══ Texte retenu

RT France: Pourquoi Julian Assange a-t-il écrit cette lettre maintenant ?
Nicolas Arpagian: Il a un lien certain avec la France puisque sa compagne et l'un de ses enfants ont la nationalité française.
Ensuite, il souhaite manifestement, et cela est bien compréhensible, quitter l'ambassade d'Equateur à Londres.
Depuis trois ans, il vit dans des conditions qui sont humainement compliquées à gérer.
Il vit reclus dans un coin de l'ambassade d'Equateur à Londres, des bureaux d'une centaine de mètres carrés où il dispose de peu d'espace.
Il lui fallait trouver une porte de sortie, une solution juridique mais également une solution logistique parce qu'il faudra bien à un moment trouver un pays qui voudra bien l'accueillir.
RT France: Que pensez-vous du communiqué de l'Elysée et des arguments qui y sont donnés ?

════

Votre tâche:
Pour chacune des affirmations suivantes, dites si elle concorde avec l'entretien sur Julian Assange, en répondant par oui ou non et en citant mot pour mot le passage décisif. (a) La compagne de Julian Assange a la nationalité française. (b) Julian Assange vit à l'ambassade d'Équateur depuis cinq ans. (c) Les bureaux où il vit font environ cent mètres carrés. Les enregistrements proviennent d'une autre source que le texte.

══ Liste des enregistrements

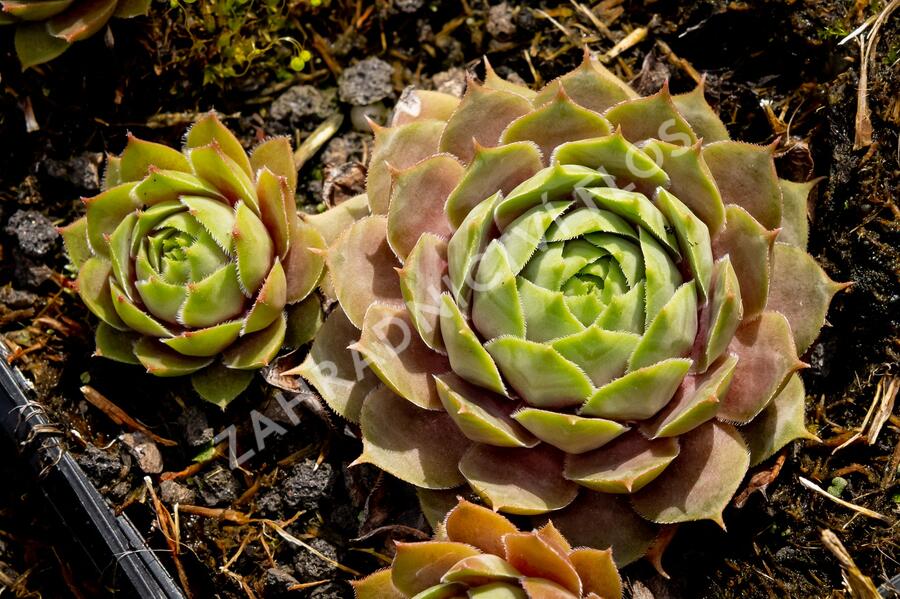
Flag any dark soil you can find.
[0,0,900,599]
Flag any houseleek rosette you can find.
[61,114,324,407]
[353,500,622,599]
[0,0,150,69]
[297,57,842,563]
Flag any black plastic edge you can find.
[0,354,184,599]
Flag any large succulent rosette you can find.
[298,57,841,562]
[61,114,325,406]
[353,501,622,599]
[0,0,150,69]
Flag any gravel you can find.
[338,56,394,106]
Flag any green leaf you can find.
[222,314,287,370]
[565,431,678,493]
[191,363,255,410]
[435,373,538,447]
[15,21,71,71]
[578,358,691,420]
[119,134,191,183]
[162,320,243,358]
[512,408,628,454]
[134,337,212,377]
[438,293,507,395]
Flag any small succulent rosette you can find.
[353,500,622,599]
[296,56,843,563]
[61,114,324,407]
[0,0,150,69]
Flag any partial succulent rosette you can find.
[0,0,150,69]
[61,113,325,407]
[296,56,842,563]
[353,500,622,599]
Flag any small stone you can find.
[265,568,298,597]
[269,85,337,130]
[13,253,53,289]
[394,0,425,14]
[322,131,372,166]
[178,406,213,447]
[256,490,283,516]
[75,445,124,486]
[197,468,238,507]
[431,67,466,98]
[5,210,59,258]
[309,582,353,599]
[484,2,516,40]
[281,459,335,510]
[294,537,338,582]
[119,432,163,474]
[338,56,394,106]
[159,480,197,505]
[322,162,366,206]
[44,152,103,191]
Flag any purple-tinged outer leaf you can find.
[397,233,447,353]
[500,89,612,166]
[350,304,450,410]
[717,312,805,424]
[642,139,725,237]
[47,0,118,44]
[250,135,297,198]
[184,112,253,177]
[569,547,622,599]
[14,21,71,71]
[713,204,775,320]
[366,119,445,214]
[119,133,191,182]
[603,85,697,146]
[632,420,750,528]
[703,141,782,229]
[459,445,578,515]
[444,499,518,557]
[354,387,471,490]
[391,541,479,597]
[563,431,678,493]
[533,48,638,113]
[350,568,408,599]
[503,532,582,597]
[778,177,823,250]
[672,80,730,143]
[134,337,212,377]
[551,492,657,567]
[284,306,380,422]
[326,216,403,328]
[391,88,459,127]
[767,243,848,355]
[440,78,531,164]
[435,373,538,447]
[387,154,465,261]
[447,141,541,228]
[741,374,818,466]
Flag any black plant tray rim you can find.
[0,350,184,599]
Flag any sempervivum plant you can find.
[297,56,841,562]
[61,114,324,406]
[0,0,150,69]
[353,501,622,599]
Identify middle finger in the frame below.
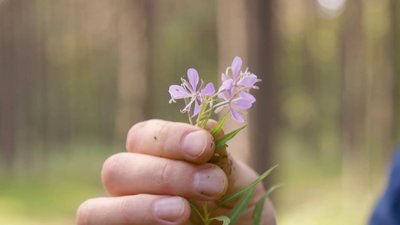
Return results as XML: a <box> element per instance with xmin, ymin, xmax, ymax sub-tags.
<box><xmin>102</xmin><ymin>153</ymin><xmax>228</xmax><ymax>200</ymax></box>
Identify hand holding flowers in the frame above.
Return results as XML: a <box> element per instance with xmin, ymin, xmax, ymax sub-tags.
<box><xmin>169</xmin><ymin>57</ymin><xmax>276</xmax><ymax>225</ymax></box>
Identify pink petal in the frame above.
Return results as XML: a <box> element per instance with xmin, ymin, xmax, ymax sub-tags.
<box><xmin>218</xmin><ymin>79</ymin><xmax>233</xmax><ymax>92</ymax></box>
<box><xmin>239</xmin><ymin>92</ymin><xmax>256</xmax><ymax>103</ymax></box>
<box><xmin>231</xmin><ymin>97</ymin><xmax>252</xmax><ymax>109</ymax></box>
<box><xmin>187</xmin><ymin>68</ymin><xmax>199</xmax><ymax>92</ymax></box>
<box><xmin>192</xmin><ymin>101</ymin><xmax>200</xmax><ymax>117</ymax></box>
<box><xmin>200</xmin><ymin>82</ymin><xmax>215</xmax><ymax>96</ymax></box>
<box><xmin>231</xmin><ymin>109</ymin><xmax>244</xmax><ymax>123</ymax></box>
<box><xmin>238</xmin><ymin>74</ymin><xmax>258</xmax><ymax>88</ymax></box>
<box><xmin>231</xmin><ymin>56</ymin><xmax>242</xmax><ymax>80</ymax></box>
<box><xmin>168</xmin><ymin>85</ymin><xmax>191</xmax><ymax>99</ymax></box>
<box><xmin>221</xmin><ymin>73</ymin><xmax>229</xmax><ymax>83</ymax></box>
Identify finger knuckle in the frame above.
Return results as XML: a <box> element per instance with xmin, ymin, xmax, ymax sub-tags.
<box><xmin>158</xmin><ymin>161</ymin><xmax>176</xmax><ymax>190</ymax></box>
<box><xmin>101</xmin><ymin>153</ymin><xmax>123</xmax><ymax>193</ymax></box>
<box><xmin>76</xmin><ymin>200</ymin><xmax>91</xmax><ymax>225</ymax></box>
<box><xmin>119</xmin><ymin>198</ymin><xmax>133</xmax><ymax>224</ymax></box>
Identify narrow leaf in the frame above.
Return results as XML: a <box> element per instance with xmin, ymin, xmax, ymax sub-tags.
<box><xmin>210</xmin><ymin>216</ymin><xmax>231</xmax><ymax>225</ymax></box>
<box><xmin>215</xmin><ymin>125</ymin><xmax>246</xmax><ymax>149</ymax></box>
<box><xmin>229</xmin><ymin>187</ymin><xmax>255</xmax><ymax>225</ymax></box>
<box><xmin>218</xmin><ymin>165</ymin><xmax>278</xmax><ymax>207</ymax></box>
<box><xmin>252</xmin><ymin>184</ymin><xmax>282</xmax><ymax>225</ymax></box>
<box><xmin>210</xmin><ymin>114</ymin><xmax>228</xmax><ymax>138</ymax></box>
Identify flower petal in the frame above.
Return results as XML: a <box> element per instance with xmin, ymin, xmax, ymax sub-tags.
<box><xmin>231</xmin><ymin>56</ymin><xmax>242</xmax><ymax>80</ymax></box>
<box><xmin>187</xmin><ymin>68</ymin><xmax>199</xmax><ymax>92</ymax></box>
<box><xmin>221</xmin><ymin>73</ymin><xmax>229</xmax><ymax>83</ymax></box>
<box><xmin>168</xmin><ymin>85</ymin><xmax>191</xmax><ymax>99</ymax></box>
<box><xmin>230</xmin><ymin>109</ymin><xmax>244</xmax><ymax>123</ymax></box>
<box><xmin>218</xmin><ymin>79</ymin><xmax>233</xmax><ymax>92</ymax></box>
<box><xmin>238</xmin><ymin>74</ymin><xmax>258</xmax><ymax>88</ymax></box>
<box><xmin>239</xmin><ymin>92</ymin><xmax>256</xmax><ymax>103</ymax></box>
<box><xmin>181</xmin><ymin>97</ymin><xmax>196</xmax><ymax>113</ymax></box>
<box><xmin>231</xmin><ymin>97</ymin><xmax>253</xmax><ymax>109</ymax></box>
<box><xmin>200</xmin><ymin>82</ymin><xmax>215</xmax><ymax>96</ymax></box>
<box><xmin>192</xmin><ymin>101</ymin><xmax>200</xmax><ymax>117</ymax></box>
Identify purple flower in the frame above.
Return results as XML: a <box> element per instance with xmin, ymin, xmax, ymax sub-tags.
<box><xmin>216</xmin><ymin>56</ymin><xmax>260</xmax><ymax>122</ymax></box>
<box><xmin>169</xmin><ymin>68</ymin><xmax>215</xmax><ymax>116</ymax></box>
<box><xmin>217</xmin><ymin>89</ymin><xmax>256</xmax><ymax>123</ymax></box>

════

Réponse attendue:
(a) Oui : « sa compagne et l'un de ses enfants ont la nationalité française ».
(b) Non : « Depuis trois ans, il vit dans des conditions qui sont humainement compliquées à gérer. »
(c) Oui : « des bureaux d'une centaine de mètres carrés ».